■ Required action:
The answer must match the material word for word, with every line included.

Top of Source material

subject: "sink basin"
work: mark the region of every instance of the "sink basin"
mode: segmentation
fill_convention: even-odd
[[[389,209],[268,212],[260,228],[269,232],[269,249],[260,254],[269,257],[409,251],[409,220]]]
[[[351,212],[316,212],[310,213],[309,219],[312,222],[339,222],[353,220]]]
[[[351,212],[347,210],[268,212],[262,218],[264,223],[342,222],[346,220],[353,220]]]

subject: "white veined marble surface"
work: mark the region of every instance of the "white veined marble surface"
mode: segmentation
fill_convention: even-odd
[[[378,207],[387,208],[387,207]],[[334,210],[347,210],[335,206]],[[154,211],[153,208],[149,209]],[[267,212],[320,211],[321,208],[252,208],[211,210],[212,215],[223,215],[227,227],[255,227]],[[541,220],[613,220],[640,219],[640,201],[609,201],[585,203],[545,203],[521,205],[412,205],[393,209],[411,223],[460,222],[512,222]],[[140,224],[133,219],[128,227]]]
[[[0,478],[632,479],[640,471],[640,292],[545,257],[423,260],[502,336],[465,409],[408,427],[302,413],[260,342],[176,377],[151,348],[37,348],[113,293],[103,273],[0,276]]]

Bottom of Source material

■ Output for this exercise:
subject: "sink basin"
work: mark the region of every instance of the "sink basin"
mode: segmentation
fill_convention: even-odd
[[[389,209],[268,212],[260,228],[269,232],[269,249],[260,254],[269,257],[409,251],[409,220]]]
[[[351,212],[316,212],[310,213],[309,219],[312,222],[339,222],[353,220]]]
[[[351,212],[347,210],[268,212],[262,218],[264,223],[342,222],[346,220],[353,220]]]

subject: "white veined marble surface"
work: mark the region of every instance of the "white veined marble surface"
mode: segmentation
fill_convention: even-odd
[[[378,207],[387,208],[387,207]],[[334,210],[347,210],[335,206]],[[154,211],[153,208],[149,209]],[[267,212],[320,211],[321,208],[252,208],[211,210],[212,215],[223,215],[227,227],[255,227]],[[541,220],[613,220],[640,219],[640,201],[609,201],[585,203],[545,203],[521,205],[412,205],[393,209],[411,223],[460,222],[512,222]],[[140,224],[133,219],[128,227]]]
[[[0,478],[632,479],[640,471],[640,292],[545,257],[423,260],[502,336],[465,409],[408,427],[302,413],[260,342],[176,377],[151,348],[37,348],[113,293],[103,273],[0,276]]]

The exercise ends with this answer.